* _Extrait à lire_
------------------------------------------------

Chers amis,

On ne peut pas dire que la charcuterie soit bonne pour la santé.

Une étude très médiatisée en 2015 l’a confirmée : la charcuterie ferait partie des aliments cancérogènes[1].

D’après ce rapport, 50g de charcuterie par jour augmenterait de 18% le risque de cancer du côlon. 

En cause notamment : les procédés de transformation des viandes par l’industrie agro-alimentaire (j’y reviens dans un instant).

Un an plus tard, rebelote : une enquête du magazine télévisé Cash Investigations[2] intitulée « pourquoi le jambon est-il si rose ? » et suivie par près de 3 millions de téléspectateurs, dénonce le principal additif coupable dans les charcuteries : les nitrates !

Une bonne tranche de jambon de Bayonne, ça ne se refuse pas

Conséquence de ces deux révélations médiatiques pour l’industrie de la charcuterie : des ventes en baisse constante.

« Tant mieux », penseront certains, « de toute façon la charcuterie, ce n’est pas bon pour la santé ».

C’est plus compliqué que ça.

Car il n’est pas normal qu’un jambon ou un saucisson soit associé à un risque de cancer.

------------------------------------------------

* _Consigne_
Recopiez à l'identique le passage du texte sur la charcuterie qui va de « Un an plus tard, rebelote : une » à « risque de cancer. ».

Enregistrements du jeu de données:
------------------------------------------------

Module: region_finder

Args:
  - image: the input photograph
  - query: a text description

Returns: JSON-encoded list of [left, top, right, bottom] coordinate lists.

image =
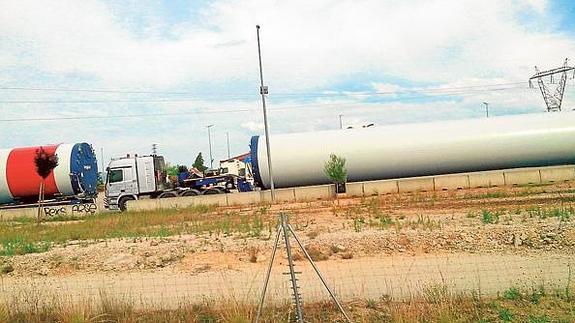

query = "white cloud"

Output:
[[240, 121, 264, 133], [0, 0, 575, 161]]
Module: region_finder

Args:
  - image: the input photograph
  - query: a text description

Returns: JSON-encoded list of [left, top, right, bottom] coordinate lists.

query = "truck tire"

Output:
[[118, 196, 135, 212], [158, 192, 178, 199], [202, 187, 223, 195], [180, 189, 201, 196]]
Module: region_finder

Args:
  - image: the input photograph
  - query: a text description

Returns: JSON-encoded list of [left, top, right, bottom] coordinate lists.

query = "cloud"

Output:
[[240, 121, 264, 132], [0, 0, 575, 162]]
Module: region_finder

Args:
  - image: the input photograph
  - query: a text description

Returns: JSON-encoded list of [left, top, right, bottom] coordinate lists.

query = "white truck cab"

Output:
[[104, 155, 168, 211]]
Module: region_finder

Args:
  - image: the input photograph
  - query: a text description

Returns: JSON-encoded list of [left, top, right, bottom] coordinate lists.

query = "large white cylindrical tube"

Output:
[[250, 112, 575, 188]]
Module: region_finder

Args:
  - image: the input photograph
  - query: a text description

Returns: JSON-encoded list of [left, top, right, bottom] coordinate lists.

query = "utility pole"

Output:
[[256, 25, 276, 202], [483, 102, 489, 118], [226, 131, 230, 159], [100, 147, 104, 175], [206, 124, 214, 169], [529, 58, 575, 112]]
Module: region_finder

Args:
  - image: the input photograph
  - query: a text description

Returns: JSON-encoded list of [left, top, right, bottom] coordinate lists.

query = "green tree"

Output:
[[323, 154, 347, 184], [192, 152, 208, 173]]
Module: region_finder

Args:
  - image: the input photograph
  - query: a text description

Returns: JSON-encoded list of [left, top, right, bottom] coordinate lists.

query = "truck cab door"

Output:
[[106, 167, 138, 198]]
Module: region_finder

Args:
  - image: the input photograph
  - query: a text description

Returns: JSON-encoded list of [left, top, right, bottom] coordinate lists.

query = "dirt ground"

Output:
[[0, 183, 575, 303]]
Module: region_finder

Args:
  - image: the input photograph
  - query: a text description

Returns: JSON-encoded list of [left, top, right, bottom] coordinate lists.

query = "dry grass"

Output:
[[0, 286, 575, 323]]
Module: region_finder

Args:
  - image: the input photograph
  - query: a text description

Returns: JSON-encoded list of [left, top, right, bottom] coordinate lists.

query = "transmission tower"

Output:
[[529, 58, 575, 112]]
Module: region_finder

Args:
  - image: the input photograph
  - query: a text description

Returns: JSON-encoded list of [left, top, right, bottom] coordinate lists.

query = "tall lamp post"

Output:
[[256, 25, 276, 202], [206, 124, 214, 169]]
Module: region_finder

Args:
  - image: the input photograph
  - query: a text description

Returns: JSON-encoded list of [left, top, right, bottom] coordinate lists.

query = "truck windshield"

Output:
[[108, 169, 124, 183]]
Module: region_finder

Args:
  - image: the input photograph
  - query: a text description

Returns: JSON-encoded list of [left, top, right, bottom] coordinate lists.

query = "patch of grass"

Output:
[[0, 285, 575, 323], [526, 206, 575, 221], [306, 230, 319, 239], [481, 210, 500, 224], [499, 308, 513, 322], [464, 191, 509, 199], [503, 287, 522, 301], [529, 314, 551, 323]]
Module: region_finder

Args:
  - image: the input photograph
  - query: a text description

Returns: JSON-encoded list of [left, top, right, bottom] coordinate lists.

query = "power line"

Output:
[[0, 82, 524, 96], [0, 82, 528, 104], [0, 88, 523, 122]]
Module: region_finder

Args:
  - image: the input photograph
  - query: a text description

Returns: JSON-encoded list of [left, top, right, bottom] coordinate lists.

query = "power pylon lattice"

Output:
[[529, 58, 575, 112]]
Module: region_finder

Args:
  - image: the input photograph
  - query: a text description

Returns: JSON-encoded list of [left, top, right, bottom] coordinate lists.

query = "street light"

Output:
[[256, 25, 276, 202], [206, 124, 214, 169]]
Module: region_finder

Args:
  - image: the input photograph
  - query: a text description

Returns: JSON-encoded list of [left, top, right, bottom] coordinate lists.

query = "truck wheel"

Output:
[[202, 187, 223, 195], [118, 196, 135, 212], [180, 189, 201, 196], [158, 192, 178, 199]]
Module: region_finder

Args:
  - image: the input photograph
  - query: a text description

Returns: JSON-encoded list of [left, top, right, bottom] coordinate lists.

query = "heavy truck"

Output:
[[104, 155, 254, 211]]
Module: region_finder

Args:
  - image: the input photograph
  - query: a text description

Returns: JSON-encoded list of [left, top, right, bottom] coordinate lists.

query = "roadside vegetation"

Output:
[[0, 285, 575, 323]]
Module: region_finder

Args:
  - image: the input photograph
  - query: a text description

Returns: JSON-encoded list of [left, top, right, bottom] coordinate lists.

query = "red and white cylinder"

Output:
[[0, 144, 97, 204]]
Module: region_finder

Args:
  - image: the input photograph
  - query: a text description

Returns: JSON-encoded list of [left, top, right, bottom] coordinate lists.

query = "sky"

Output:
[[0, 0, 575, 166]]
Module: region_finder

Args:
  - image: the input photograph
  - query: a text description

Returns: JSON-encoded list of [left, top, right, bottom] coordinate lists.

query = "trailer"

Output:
[[0, 143, 98, 208], [104, 155, 253, 211]]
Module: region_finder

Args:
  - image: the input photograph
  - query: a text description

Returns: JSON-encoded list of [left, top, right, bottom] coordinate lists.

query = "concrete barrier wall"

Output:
[[539, 167, 575, 183], [434, 174, 469, 191], [115, 165, 575, 214], [397, 176, 435, 193], [503, 169, 541, 186], [358, 179, 399, 196], [468, 171, 505, 188]]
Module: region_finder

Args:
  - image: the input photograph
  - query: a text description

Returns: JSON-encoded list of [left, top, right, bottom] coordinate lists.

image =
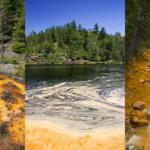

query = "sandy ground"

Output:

------------------------------------------------

* _Votre réponse_
Un an plus tard, rebelote : une enquête du magazine télévisé Cash Investigations[2] intitulée « pourquoi le jambon est-il si rose ? » et suivie par près de 3 millions de téléspectateurs, dénonce le principal additif coupable dans les charcuteries : les nitrates !

Une bonne tranche de jambon de Bayonne, ça ne se refuse pas

Conséquence de ces deux révélations médiatiques pour l’industrie de la charcuterie : des ventes en baisse constante.

« Tant mieux », penseront certains, « de toute façon la charcuterie, ce n’est pas bon pour la santé ».

C’est plus compliqué que ça.

Car il n’est pas normal qu’un jambon ou un saucisson soit associé à un risque de cancer.